The problem:
Take the part of the listing that opens with the line containing "Could you point at the fishing" and closes with the line containing "<point>239,154</point>", and give those lines again, substituting "occurrence" for every "instance" and keeping everything else the same. Leave the pictures out of your answer.
[Start Material for this exercise]
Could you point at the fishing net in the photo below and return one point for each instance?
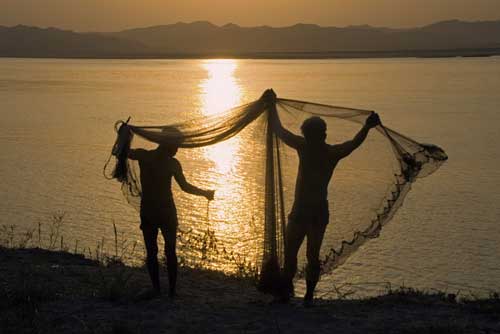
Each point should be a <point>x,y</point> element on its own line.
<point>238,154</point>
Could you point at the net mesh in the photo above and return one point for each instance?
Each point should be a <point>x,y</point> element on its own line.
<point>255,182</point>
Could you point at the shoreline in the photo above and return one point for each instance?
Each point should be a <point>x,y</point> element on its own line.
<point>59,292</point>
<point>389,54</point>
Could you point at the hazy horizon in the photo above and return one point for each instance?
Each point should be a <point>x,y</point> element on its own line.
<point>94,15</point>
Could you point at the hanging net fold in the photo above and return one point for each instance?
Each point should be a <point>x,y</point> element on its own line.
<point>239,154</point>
[End Material for this exercise]
[Start Material for this exercise]
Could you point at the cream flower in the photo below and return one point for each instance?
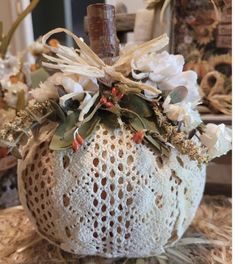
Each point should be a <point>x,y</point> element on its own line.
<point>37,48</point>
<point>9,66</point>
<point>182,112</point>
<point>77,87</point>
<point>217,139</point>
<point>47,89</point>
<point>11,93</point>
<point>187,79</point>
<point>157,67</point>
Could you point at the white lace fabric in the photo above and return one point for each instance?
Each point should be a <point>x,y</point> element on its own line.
[End Material for this exercise]
[Start Material for this exercise]
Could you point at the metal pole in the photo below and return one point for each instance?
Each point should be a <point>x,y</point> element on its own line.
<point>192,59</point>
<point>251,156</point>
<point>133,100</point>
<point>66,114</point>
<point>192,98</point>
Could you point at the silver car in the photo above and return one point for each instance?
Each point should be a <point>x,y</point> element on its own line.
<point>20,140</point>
[End Material for this exercise]
Final result:
Could you point at the fishing net in the photo below and return one point for each occurrence?
Each point should be a <point>x,y</point> element on its own line.
<point>238,154</point>
Could you point at the net mesh in the photo above and return one point for each occurrence?
Each point should be a <point>x,y</point> element on its own line.
<point>255,182</point>
Could you point at the shoreline in the photo above and return one point for each occurrence?
Each point should be a <point>x,y</point> element on its own line.
<point>59,292</point>
<point>389,54</point>
Could you point at the hazy horizon in the photo above and return one point for each occurrence?
Each point should be a <point>x,y</point> element on its own line.
<point>94,15</point>
Could you point at the hanging net fold in the photo above and return one point for each occurrence?
Each point should be a <point>x,y</point> element on its own line.
<point>239,154</point>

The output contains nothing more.